[Photo object pointing records]
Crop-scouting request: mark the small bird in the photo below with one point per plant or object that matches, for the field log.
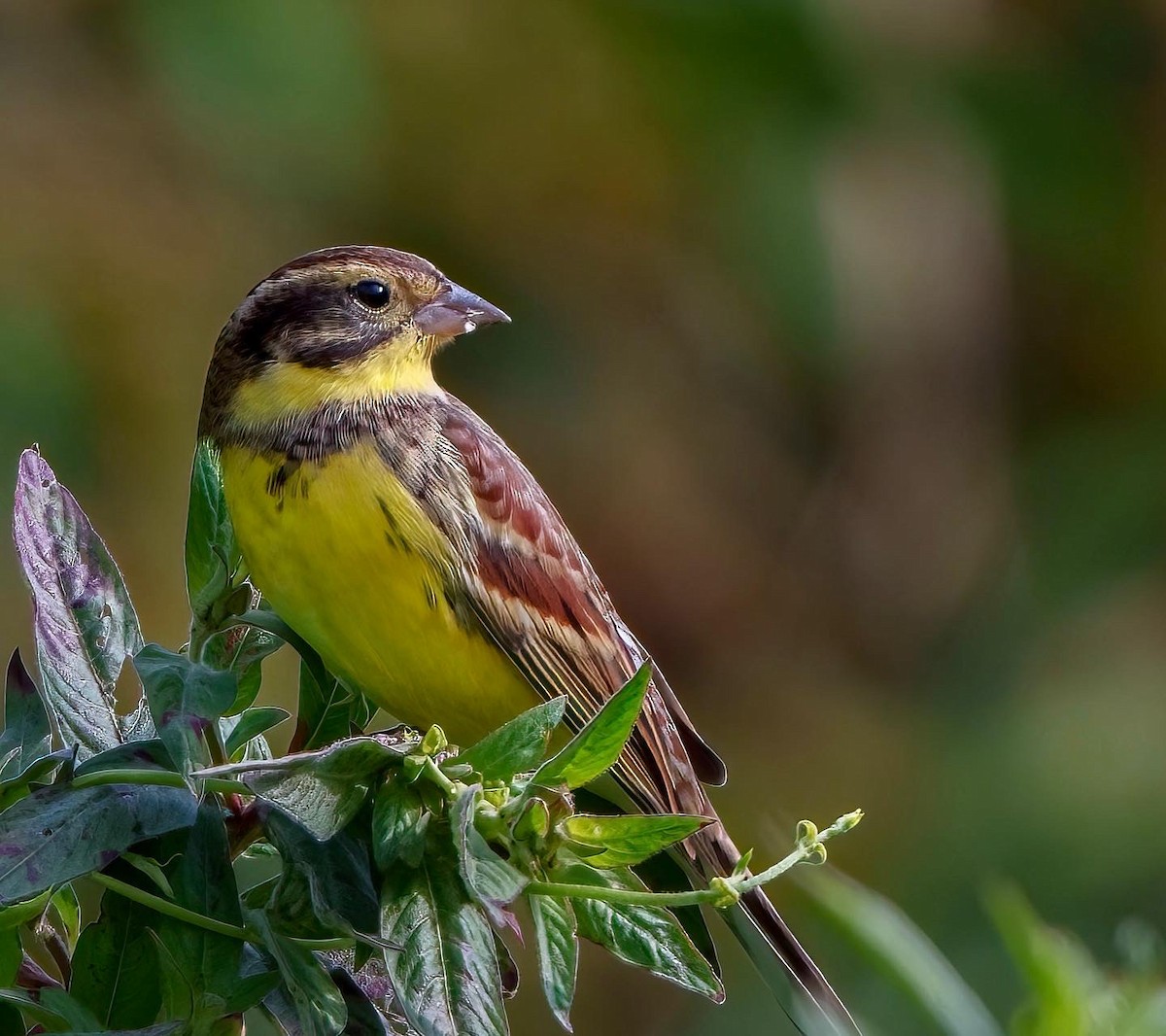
(394, 531)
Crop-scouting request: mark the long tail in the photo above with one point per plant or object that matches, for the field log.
(768, 939)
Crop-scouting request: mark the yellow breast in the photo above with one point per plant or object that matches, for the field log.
(349, 559)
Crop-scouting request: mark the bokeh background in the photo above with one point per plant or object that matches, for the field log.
(839, 337)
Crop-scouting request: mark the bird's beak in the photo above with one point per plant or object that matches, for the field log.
(456, 312)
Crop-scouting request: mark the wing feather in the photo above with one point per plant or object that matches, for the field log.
(536, 594)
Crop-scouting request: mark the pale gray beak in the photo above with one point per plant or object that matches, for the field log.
(456, 312)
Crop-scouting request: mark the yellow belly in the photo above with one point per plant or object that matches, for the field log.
(361, 588)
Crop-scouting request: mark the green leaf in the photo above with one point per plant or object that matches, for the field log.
(203, 881)
(163, 1029)
(630, 839)
(599, 744)
(251, 723)
(899, 950)
(320, 1006)
(324, 790)
(186, 699)
(85, 621)
(559, 953)
(647, 937)
(61, 833)
(11, 1019)
(327, 710)
(365, 1017)
(399, 825)
(36, 773)
(27, 734)
(1066, 985)
(12, 955)
(75, 1015)
(34, 1009)
(116, 970)
(137, 755)
(242, 650)
(490, 880)
(67, 908)
(446, 973)
(326, 886)
(17, 914)
(213, 553)
(519, 745)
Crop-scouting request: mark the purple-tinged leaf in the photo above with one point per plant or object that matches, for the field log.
(324, 790)
(26, 723)
(85, 621)
(61, 833)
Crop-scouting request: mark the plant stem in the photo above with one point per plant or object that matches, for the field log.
(169, 908)
(158, 778)
(633, 897)
(729, 885)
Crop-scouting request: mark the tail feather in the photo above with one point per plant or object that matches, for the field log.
(765, 937)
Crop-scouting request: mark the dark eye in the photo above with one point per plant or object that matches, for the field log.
(371, 293)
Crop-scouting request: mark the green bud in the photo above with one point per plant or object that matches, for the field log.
(727, 892)
(412, 767)
(534, 822)
(849, 822)
(806, 833)
(434, 741)
(239, 600)
(497, 797)
(815, 854)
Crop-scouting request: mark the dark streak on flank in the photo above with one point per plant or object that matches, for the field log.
(278, 481)
(394, 535)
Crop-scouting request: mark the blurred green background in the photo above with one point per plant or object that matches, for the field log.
(838, 337)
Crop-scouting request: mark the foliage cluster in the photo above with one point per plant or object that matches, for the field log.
(391, 863)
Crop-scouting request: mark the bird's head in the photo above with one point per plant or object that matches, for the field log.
(338, 324)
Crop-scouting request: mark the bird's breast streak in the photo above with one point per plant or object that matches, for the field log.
(351, 563)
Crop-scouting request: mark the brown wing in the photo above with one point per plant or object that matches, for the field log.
(536, 594)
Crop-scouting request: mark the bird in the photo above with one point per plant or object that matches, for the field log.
(395, 533)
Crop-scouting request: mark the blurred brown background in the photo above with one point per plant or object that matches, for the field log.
(838, 337)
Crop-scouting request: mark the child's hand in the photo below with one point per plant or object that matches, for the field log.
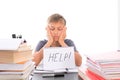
(62, 36)
(49, 36)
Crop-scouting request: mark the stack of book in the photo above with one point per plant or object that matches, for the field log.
(15, 60)
(103, 66)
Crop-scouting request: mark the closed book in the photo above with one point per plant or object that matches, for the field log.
(104, 58)
(17, 75)
(15, 66)
(15, 56)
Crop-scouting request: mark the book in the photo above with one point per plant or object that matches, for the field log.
(17, 72)
(17, 75)
(103, 58)
(10, 44)
(82, 73)
(15, 56)
(15, 66)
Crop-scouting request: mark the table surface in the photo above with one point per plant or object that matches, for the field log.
(65, 76)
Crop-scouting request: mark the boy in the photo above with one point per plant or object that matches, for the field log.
(56, 34)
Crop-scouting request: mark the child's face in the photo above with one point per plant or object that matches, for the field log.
(56, 28)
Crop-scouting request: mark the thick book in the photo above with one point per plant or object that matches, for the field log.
(104, 58)
(15, 56)
(10, 44)
(15, 66)
(17, 75)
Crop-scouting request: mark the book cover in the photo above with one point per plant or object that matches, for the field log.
(15, 56)
(15, 66)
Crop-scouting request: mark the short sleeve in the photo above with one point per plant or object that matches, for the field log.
(69, 42)
(40, 45)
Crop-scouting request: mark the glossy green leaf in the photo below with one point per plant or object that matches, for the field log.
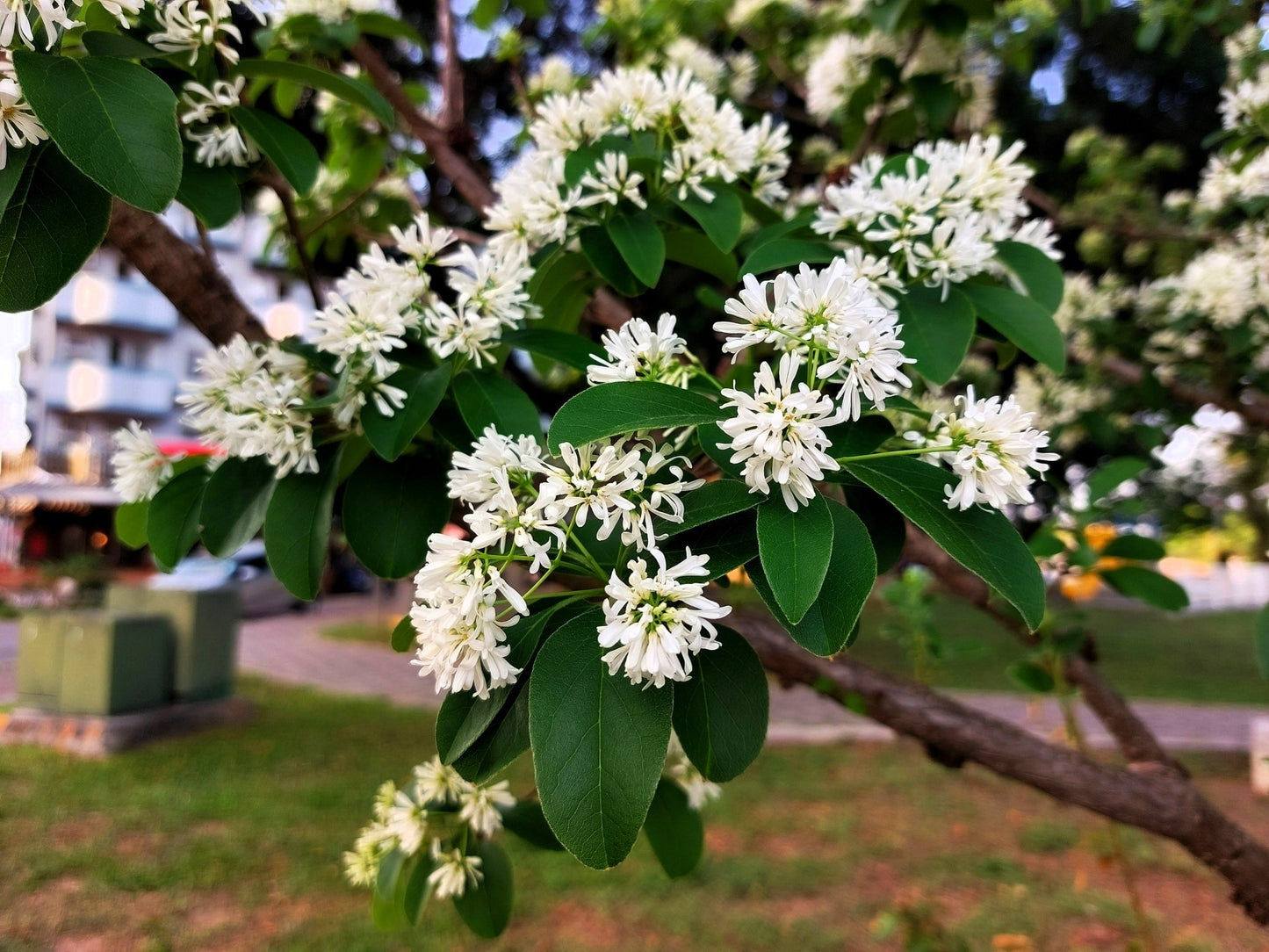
(487, 399)
(297, 528)
(283, 144)
(1038, 273)
(622, 407)
(638, 240)
(213, 194)
(114, 119)
(721, 219)
(171, 523)
(391, 509)
(721, 711)
(796, 549)
(784, 254)
(937, 331)
(983, 539)
(599, 744)
(1148, 586)
(674, 830)
(827, 624)
(1140, 547)
(1023, 321)
(130, 523)
(338, 84)
(487, 909)
(234, 505)
(424, 390)
(54, 220)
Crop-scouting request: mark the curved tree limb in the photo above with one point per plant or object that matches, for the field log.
(1163, 803)
(183, 274)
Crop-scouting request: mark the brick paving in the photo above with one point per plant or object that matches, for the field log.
(288, 649)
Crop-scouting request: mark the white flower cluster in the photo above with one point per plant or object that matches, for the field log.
(940, 216)
(249, 400)
(990, 444)
(697, 141)
(524, 509)
(434, 811)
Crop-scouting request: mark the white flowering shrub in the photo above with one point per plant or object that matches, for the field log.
(569, 501)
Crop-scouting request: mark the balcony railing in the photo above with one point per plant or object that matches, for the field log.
(85, 386)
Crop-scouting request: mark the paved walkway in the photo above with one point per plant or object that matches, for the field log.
(288, 649)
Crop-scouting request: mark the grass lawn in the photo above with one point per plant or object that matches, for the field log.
(231, 840)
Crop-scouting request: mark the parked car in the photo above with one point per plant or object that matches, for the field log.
(248, 570)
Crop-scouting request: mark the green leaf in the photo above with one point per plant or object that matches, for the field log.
(1038, 273)
(390, 510)
(720, 714)
(1111, 475)
(640, 242)
(569, 350)
(424, 390)
(402, 636)
(684, 245)
(527, 821)
(11, 176)
(1262, 641)
(213, 194)
(487, 908)
(234, 505)
(937, 333)
(721, 219)
(54, 220)
(1148, 586)
(827, 624)
(1031, 677)
(712, 501)
(599, 744)
(1023, 321)
(1140, 547)
(983, 539)
(285, 145)
(114, 119)
(171, 523)
(487, 399)
(297, 528)
(795, 547)
(119, 46)
(130, 523)
(610, 409)
(608, 262)
(344, 87)
(783, 254)
(674, 829)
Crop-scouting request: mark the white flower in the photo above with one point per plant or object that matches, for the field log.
(438, 783)
(638, 352)
(656, 622)
(140, 467)
(610, 182)
(778, 433)
(991, 444)
(479, 807)
(18, 123)
(455, 872)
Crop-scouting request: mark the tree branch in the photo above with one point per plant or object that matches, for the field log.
(1160, 803)
(183, 274)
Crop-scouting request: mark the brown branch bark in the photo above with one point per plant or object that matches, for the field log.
(1163, 803)
(451, 164)
(183, 274)
(1137, 743)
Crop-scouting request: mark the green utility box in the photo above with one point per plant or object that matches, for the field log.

## What to work on
Quote each line of the listing exactly, but leave the pictures out.

## Exercise answer
Crop-scouting request: mark the small bird in the photo below with one point per plant or object that matches, for the field log.
(394, 531)
Crop-scouting request: mark the long tail in the photo above with one point per plant or object that matches, for the field log.
(768, 939)
Crop-scouting request: mark the yellow breast in the photo above with one point per plant or object that matches, for the field log.
(349, 559)
Crop-scouting request: mark the bokeh background in the photo above with one point per plant or object that matches, for the field log.
(839, 337)
Crop-scouting request: mark the bird's beak in the photo above with one point per plant or object that matches, for the field log.
(456, 312)
Crop-scouting request: mark the wing feather in the photo above with one point per plant or object that matches, for the field log.
(536, 594)
Crop-scouting request: mark the pale gray beak in the photo above with one point per plant or object that matches, for the field log.
(456, 312)
Crop-scouting request: mark the yellow belly in the photo above with one point per plant or object that matches, for the field log.
(361, 588)
Crop-scouting request: mark the green leaf in the photo above with one point per plant or object that matches, for the field log.
(203, 881)
(163, 1029)
(630, 839)
(599, 744)
(251, 723)
(899, 950)
(320, 1006)
(324, 790)
(186, 699)
(85, 621)
(559, 953)
(647, 937)
(61, 833)
(11, 1019)
(327, 710)
(365, 1017)
(399, 825)
(36, 773)
(27, 734)
(1066, 985)
(12, 955)
(75, 1015)
(34, 1009)
(116, 970)
(137, 755)
(242, 650)
(490, 880)
(67, 908)
(446, 973)
(326, 886)
(17, 914)
(213, 553)
(519, 745)
Crop-scouting request: mark the purple-tinged leaf in the photo above with one point per plant or object that matches, for the field log.
(324, 790)
(26, 723)
(85, 621)
(61, 833)
Crop-scouting request: mark the plant stem in the photo above with one point per plant or object that matches, for the field log.
(169, 908)
(158, 778)
(633, 897)
(729, 885)
Crop-scouting request: mark the tail feather in the photo above with one point per plant or object that matches, for the field log.
(765, 937)
Crop-scouting request: mark the dark eye in the photo above with one point per plant or object that matches, for the field log.
(371, 293)
Crop-scouting request: mark the green bud in the photo above with one point per plant or object that matches, for the field log.
(727, 892)
(412, 767)
(534, 822)
(849, 822)
(806, 833)
(434, 741)
(239, 600)
(497, 797)
(815, 854)
Crop-scouting request: mark the dark streak on flank in the photo above with one point per plant or object that matches, for the field log.
(278, 481)
(394, 535)
Crop-scouting request: mark the blurred green background in the photo above with one point per plant or object that matches, for the field log.
(838, 337)
Crop-scouting request: mark the foliage cluster in the photo above with one point per plant or object that matches, for the field log.
(391, 863)
Crop-scouting request: mark the bird's head in the photo above with one point per plant or object that matches, for the field log.
(338, 324)
Crop-scouting request: mark the bird's breast streak in the photo above with one point per plant or object that matches, for the field log.
(351, 563)
Crop-scouting request: mark the brown wing in the photo above with one point per plant or object that matches, for the field log.
(536, 594)
Crop-scouting request: mark the bird in the photo above with one point per plant or object that matches, for the field log.
(395, 533)
Crop-scouting request: mark the blurred brown background in the photo above with one point per plant or object that matches, for the field log.
(838, 337)
Crop-scouting request: mark the child's hand in the photo below with one point per plant or object that matches, for the field log.
(62, 36)
(49, 36)
Crop-scouting request: mark the stack of book in the photo above with one point per plant or object that matches, for the field log.
(15, 60)
(103, 66)
Crop-scouting request: mark the closed book in the photo above with one point per plant or object that matches, for the field log.
(104, 58)
(17, 75)
(15, 66)
(15, 56)
Crop-scouting request: mark the book in the photo above with one point per plant or object that matches, for the field log.
(17, 72)
(17, 75)
(103, 58)
(10, 44)
(82, 73)
(15, 56)
(15, 66)
Crop-scouting request: mark the table surface in the photo above with one point per plant or object that matches, for the field log.
(65, 76)
Crop-scouting request: mark the boy in the photo above with one point per plant or object that matches, for the field log.
(56, 34)
Crop-scouting request: mark the child's face in the photo above with one point per plant or object that matches, for the field log.
(56, 28)
Crop-scouting request: mark the thick book in the photo above with one point per plant or object that matches, for the field log.
(104, 58)
(15, 56)
(10, 44)
(15, 66)
(17, 75)
Crop-scouting request: mark the book cover in the photo above with one point per plant or object that matches, for the field log.
(15, 56)
(15, 66)
Crop-scouting request: mark the short sleeve in the photo above with one point per plant or object that matches, for the field log.
(69, 42)
(40, 45)
Crop-scouting request: mark the glossy green leaf in the photo below with one point per plant or object that matches, for the field log.
(487, 399)
(297, 528)
(283, 144)
(1038, 273)
(622, 407)
(638, 240)
(213, 194)
(114, 119)
(721, 219)
(171, 523)
(391, 509)
(721, 711)
(796, 549)
(784, 254)
(937, 331)
(983, 539)
(599, 744)
(1148, 586)
(674, 830)
(827, 624)
(1140, 547)
(1023, 321)
(130, 523)
(338, 84)
(487, 909)
(234, 505)
(424, 390)
(54, 220)
Crop-scouting request: mark the curved tree limb in the photo above with one point per plant or object that matches, for the field log.
(1163, 803)
(183, 274)
Crop-scouting request: mark the brick paving in the photo above with one point per plant or object that matches, for the field log.
(288, 649)
Crop-scouting request: mark the white flower cluster in the photo above with one point per plant or object that matches, for the field log.
(940, 216)
(249, 400)
(990, 444)
(697, 141)
(524, 509)
(434, 811)
Crop-scouting request: mark the white flowering shrub in the photo above with one point per plant or object that matches, for the field log.
(569, 501)
Crop-scouting request: mark the balcony railing in the photo above with one point per plant or object that matches, for the field log.
(85, 386)
Crop-scouting request: mark the paved walkway in the photo above with one point per plant or object that matches, for the field log.
(288, 649)
Crop-scouting request: mark the grass lawn in the photo above with one point per plant or object that matches, for the field log.
(231, 840)
Crop-scouting request: mark the parked car in the photo above with one point per plant or object that matches, for the field log.
(248, 570)
Crop-scouting request: mark the green leaf in the photo above with one point per plant or object that matches, for the field log.
(1038, 273)
(390, 510)
(720, 714)
(1111, 475)
(640, 242)
(569, 350)
(424, 390)
(402, 636)
(684, 245)
(527, 821)
(11, 176)
(1262, 641)
(213, 194)
(487, 908)
(234, 505)
(937, 333)
(721, 219)
(54, 220)
(1148, 586)
(827, 624)
(1031, 677)
(712, 501)
(599, 744)
(1023, 321)
(1140, 547)
(983, 539)
(285, 145)
(114, 119)
(171, 523)
(487, 399)
(297, 528)
(795, 547)
(119, 46)
(130, 523)
(610, 409)
(608, 262)
(344, 87)
(783, 254)
(674, 829)
Crop-scouting request: mark the white flower in the photo above with one point per plant or object that matches, for the field log.
(438, 783)
(638, 352)
(656, 622)
(140, 467)
(610, 182)
(778, 433)
(991, 444)
(479, 807)
(18, 123)
(455, 872)
Crop-scouting request: mark the tree branch in the photo above with one point per plant or object that matches, for the field log.
(1160, 803)
(183, 274)
Crop-scouting request: mark the brown branch bark in the photo above with one point per plant or object that matches, for the field log.
(1163, 803)
(451, 164)
(183, 274)
(1137, 743)
Crop-scouting request: mark the green utility box in the photo above with one point per plant or object that matches, for the field log.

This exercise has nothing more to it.